Brano —

«Her life was saved by rock & roll» è uno dei versi della canzone Rock’n’roll dei Velvet Underground di Lou Reed. Il testo ha una felice invenzione che da allora è stata ripresa infinite volte da chi scrive e parla di rock: «La sua vita fu salvata dal rock’n’roll».
La mia generazione è nata dentro alla musica rock, ed il rock è stato la sua colonna sonora. Non che ne girasse molto, di rock, nell’Italia degli anni sessanta. I dischi d’importazione erano pochi e la gran parte della musica era autarchica, ad eccezione dei dischi di musica classica (ho un vivido ricordo dell’etichetta gialla della Deutsche Grammophone) e di musica jazz, che a differenza del rock erano culture accettate, accademica la prima, approvata la seconda.

Compito breve A —
Conta le righe che contengono la parola "white" e scrivi soltanto il numero.
Il brano e le righe non hanno alcun legame tra loro.

Materiali forniti —
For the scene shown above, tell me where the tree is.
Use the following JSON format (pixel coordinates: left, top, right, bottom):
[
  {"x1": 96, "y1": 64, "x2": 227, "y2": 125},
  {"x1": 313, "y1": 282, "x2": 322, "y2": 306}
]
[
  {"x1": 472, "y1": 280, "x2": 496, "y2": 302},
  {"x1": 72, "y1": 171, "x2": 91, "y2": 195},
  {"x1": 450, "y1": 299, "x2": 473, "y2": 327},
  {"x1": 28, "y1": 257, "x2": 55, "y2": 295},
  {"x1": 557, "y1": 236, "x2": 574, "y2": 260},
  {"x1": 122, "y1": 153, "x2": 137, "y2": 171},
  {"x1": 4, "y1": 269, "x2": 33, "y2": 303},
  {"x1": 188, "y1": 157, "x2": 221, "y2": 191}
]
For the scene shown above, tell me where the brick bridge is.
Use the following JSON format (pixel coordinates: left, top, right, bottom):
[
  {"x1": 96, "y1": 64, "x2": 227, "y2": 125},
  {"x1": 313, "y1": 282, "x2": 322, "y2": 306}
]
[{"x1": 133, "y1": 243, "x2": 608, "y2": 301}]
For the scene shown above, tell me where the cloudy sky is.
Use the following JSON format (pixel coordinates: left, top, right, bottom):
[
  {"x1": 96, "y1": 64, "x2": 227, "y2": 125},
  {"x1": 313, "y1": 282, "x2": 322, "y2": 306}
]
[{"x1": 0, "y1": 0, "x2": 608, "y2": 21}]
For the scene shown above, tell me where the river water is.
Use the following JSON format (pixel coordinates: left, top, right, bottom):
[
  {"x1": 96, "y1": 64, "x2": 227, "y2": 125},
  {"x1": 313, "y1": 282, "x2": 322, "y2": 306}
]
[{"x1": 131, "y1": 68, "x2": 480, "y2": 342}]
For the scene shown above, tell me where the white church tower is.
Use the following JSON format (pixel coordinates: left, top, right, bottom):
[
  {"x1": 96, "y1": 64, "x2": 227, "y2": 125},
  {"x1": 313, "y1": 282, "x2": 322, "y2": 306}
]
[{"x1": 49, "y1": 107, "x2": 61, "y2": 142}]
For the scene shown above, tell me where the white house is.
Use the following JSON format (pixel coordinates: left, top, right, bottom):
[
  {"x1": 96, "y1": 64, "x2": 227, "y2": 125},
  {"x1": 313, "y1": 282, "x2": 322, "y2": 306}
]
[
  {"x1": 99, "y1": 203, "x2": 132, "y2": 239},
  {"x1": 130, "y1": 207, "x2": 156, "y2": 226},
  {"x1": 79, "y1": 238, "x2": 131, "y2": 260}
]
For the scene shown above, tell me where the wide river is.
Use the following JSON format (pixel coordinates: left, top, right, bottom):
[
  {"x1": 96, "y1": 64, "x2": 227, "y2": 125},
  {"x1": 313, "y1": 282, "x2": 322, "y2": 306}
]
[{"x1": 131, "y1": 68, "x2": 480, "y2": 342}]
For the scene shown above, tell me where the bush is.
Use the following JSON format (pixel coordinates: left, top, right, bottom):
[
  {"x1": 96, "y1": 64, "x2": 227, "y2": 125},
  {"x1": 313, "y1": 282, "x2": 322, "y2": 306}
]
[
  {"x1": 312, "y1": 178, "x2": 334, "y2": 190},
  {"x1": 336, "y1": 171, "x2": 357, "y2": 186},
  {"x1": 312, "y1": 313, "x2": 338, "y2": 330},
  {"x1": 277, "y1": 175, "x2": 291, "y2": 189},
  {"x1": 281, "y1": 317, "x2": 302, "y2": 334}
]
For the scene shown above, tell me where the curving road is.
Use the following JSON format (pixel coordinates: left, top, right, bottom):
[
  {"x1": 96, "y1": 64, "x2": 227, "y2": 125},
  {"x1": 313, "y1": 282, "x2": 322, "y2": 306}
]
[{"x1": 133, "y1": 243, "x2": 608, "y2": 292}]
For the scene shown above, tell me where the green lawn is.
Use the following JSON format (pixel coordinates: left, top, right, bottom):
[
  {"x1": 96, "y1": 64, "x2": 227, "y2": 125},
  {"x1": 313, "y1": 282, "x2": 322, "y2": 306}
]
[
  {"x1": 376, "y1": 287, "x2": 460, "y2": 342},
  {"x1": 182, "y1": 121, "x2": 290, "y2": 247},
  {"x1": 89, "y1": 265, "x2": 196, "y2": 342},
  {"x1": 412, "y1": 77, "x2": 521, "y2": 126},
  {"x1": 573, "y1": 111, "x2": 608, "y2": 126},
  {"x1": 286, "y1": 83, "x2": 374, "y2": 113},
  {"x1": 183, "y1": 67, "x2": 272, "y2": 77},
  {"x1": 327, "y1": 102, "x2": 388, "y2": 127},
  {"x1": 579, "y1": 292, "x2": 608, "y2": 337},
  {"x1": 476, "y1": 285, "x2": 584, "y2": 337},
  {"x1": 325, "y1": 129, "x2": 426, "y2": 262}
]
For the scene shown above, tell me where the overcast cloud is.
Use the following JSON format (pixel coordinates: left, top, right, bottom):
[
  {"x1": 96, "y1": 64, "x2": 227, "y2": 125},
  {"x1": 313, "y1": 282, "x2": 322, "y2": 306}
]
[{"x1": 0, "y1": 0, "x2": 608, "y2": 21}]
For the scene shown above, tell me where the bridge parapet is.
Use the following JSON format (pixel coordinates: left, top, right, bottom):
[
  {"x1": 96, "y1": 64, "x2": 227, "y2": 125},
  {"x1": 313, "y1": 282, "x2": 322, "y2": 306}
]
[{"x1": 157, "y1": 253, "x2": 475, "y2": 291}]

...

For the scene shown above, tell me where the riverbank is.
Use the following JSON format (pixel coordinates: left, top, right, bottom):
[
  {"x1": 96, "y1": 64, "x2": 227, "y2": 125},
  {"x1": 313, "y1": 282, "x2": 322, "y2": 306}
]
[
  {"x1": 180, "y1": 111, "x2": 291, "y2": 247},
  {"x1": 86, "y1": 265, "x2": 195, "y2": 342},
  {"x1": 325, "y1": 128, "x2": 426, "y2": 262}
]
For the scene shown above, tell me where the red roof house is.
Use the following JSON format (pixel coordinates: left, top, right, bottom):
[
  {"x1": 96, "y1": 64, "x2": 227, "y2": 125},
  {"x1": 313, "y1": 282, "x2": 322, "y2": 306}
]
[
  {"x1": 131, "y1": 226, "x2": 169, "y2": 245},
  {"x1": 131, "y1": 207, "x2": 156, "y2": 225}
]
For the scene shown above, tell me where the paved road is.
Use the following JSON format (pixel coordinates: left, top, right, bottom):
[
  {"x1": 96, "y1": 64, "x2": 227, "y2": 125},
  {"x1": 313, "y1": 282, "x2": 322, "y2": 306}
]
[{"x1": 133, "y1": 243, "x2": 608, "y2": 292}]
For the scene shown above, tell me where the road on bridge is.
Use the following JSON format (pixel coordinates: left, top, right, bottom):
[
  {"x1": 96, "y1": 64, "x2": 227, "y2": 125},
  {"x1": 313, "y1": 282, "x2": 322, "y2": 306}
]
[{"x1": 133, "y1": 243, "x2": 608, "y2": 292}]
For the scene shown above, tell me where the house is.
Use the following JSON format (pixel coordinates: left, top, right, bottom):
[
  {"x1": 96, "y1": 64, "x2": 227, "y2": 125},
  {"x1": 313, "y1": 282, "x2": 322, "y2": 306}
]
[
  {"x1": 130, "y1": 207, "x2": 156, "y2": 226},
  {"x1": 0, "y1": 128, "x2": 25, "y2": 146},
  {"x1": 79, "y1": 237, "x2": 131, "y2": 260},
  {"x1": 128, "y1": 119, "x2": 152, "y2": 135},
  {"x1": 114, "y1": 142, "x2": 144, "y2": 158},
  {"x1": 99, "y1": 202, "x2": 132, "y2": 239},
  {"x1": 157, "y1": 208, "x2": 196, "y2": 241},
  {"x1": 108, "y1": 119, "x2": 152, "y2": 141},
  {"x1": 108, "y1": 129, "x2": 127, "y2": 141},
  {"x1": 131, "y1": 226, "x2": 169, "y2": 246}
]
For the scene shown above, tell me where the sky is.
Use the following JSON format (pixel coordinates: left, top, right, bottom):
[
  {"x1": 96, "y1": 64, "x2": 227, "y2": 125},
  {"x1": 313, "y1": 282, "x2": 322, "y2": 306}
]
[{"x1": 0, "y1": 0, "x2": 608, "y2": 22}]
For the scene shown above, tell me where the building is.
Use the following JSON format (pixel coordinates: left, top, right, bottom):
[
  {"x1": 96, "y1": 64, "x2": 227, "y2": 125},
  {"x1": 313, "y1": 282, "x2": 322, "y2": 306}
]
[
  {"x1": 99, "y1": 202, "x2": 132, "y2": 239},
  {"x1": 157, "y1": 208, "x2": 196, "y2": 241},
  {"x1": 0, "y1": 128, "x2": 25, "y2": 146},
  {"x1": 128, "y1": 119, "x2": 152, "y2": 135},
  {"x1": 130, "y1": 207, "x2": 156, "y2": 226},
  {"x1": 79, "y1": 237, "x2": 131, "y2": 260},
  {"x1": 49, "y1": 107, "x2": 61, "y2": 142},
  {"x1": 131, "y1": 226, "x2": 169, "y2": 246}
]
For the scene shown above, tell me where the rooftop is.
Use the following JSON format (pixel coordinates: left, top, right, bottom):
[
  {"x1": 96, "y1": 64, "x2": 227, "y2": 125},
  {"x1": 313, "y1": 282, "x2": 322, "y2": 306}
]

* * *

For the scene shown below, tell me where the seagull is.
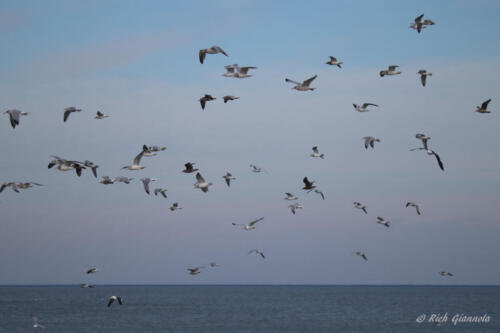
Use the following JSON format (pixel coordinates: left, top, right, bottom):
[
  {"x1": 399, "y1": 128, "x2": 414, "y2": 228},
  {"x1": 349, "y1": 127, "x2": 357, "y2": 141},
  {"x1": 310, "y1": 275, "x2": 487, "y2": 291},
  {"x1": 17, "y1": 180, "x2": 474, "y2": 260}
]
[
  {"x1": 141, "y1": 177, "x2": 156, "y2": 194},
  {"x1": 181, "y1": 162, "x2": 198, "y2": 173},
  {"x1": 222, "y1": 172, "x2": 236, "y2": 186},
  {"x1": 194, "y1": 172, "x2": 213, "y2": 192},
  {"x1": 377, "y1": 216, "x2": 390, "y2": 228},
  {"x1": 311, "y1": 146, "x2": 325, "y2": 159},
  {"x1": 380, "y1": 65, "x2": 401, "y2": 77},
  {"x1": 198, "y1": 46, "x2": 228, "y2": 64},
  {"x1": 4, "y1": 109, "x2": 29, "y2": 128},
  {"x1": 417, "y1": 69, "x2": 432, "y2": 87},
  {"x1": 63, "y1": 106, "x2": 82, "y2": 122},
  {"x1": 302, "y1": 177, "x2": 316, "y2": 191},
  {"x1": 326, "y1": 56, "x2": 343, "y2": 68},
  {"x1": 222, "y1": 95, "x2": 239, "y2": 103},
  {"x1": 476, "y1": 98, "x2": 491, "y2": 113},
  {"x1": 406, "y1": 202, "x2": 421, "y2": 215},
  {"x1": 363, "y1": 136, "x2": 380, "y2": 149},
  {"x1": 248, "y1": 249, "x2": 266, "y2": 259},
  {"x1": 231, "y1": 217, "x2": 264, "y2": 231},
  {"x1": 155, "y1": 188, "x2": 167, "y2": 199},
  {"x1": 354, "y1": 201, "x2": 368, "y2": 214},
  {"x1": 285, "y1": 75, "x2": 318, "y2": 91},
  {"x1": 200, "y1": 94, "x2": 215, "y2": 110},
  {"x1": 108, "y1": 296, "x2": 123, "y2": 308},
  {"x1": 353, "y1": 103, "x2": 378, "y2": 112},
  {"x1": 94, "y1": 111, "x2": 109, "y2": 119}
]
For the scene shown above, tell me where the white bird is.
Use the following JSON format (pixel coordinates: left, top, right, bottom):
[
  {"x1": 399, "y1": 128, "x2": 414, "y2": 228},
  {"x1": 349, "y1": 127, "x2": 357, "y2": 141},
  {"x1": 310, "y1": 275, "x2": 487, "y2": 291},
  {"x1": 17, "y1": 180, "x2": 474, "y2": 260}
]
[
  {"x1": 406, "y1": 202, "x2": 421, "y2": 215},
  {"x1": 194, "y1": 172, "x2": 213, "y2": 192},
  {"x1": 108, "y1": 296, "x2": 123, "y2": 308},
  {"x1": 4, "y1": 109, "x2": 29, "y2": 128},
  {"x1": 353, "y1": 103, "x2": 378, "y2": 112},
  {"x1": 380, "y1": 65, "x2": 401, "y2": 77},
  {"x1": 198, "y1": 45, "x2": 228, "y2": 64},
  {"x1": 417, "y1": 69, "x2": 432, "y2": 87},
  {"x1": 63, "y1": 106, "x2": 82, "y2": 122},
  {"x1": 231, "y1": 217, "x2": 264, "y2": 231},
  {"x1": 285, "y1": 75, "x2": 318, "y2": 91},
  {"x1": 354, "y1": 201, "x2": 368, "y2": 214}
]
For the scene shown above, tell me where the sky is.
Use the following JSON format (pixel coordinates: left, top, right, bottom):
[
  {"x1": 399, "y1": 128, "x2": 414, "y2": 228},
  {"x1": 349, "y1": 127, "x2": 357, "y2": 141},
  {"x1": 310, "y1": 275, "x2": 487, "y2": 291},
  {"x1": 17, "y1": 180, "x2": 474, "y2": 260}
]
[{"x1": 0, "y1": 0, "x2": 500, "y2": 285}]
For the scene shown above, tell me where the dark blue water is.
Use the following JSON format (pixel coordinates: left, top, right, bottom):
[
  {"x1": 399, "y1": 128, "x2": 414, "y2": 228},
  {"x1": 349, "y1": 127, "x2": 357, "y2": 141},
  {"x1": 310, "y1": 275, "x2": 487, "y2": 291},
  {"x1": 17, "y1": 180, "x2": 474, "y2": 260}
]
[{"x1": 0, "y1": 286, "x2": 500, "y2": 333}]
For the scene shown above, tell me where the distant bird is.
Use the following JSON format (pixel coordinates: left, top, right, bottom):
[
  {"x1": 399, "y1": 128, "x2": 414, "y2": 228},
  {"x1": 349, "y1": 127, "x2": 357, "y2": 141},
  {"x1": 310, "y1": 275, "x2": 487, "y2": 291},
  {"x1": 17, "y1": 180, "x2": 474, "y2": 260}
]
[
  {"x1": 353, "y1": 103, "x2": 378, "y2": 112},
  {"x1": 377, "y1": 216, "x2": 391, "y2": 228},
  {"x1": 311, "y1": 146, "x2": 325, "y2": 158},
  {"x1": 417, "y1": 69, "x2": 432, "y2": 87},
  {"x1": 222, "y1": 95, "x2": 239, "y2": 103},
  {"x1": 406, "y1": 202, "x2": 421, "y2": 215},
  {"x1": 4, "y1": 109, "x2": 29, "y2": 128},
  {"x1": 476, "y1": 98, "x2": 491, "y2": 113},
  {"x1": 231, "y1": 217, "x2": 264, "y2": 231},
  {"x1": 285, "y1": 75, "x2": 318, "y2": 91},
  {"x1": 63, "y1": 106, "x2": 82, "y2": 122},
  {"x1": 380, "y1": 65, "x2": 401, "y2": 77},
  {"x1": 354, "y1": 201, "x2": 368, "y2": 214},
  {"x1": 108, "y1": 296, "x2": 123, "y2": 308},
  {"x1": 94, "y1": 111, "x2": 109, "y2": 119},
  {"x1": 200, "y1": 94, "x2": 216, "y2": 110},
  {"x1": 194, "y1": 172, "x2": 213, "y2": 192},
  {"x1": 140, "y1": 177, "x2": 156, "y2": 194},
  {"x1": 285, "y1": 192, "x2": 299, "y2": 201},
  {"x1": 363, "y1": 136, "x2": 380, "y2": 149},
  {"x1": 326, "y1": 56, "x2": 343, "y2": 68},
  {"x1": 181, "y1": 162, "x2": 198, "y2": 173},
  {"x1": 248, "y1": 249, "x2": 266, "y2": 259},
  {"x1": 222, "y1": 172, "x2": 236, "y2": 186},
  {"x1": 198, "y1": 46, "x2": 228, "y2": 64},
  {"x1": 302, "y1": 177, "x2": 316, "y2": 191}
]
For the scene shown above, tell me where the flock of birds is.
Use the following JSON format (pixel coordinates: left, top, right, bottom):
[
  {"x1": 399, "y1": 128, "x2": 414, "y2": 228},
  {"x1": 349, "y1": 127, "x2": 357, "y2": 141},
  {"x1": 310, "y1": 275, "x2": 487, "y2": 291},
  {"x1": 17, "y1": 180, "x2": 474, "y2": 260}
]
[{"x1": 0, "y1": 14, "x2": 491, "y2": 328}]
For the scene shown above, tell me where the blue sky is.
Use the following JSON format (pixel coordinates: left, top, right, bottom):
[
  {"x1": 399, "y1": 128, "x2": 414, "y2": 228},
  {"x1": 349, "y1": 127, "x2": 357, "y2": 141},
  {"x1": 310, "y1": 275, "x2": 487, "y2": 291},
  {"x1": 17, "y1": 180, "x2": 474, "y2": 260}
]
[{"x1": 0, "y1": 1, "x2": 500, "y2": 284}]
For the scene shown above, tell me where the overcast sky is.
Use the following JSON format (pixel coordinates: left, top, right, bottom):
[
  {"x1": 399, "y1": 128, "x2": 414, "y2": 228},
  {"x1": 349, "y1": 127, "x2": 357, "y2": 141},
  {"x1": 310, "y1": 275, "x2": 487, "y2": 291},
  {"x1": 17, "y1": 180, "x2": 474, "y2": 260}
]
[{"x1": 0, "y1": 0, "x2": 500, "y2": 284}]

Compito breve B —
Secondo il brano, quali dischi facevano eccezione alla musica autarchica nell'Italia degli anni sessanta?

Soluzione esercizio A —
3

Soluzione esercizio B —
I dischi di musica classica e di musica jazz.